**YOUR GOAL**
From the mastitis study abstract, reproduce the stretch from "Incidence and Treatments of Bovine" through "1;11(11):1282. doi: 10.3390/pathogens11111282." word for word.

PASSAGE PROVIDED Start Marker

Incidence and Treatments of Bovine Mastitis and Other Diseases on 37 Dairy Farms in Wisconsin

Pathogens. 2022 Nov 1;11(11):1282. doi: 10.3390/pathogens11111282.


The aim of this research was to describe the incidence and treatments of mastitis and other common bovine diseases using one year of retrospective observational data (n = 50,329 cow-lactations) obtained from herd management software of 37 large dairy farms in Wisconsin. Incidence rate (IR) was defined as the number of first cases of each disease divided by the number of lactations per farm. Clinical mastitis (CM) remains the most diagnosed disease of dairy cows. Across all herds, the mean IR (cases per 100 cow-lactations) was 24.4 for clinical mastitis, 14.5 for foot disorders (FD), 11.2 for metritis (ME), 8.6 for ketosis (KE), 7.4 for retained fetal membranes (RFM), 4.5 for diarrhea (DI), 3.1 for displaced abomasum (DA), 2.9 for pneumonia (PN) and 1.9 for milk fever (MF). More than 30% of cows that had first cases of CM, DA, RFM, DI, and FD did not receive antibiotics. Of those treated, more than 50% of cows diagnosed with PN, ME and CM received ceftiofur as a treatment. The IR of mastitis and most other diseases was greater in older cows (parity ≥ 3) during the first 100 days of lactation and these cows were more likely to receive antibiotic treatments (as compared to younger cows diagnosed in later lactation). Cows of first and second parities in early lactation were more likely to remain in the herd after diagnosis of disease, as compared to older cows and cows in later stages of lactation. Most older cows diagnosed with CM in later lactation were culled before completion of the lactation. These results provide baseline data for disease incidence in dairy cows on modern U.S. dairy farms and reinforce the role of mastitis as an important cause of dairy cow morbidity.

Keywords: antibiotic; antimicrobial; dairy; disease; epidemiology.

PASSAGE PROVIDED End Marker
DATASET CONTENT Start Marker

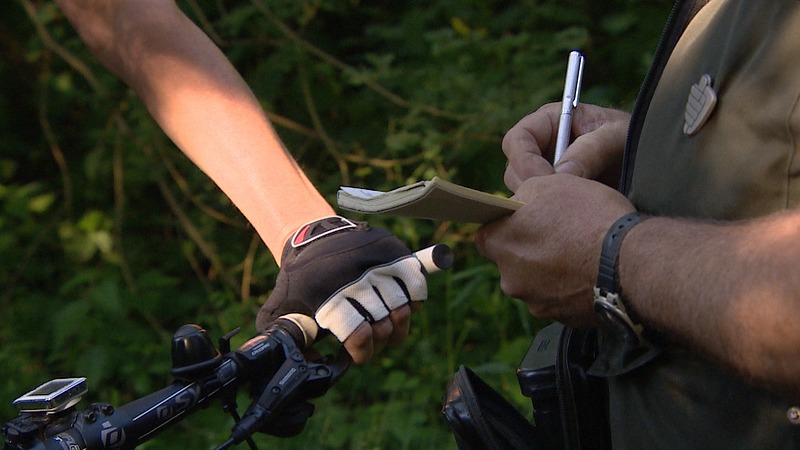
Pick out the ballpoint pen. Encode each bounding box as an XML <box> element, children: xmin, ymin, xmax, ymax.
<box><xmin>553</xmin><ymin>51</ymin><xmax>583</xmax><ymax>166</ymax></box>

DATASET CONTENT End Marker

**ANSWER BOX**
Incidence and Treatments of Bovine Mastitis and Other Diseases on 37 Dairy Farms in Wisconsin

Pathogens. 2022 Nov 1;11(11):1282. doi: 10.3390/pathogens11111282.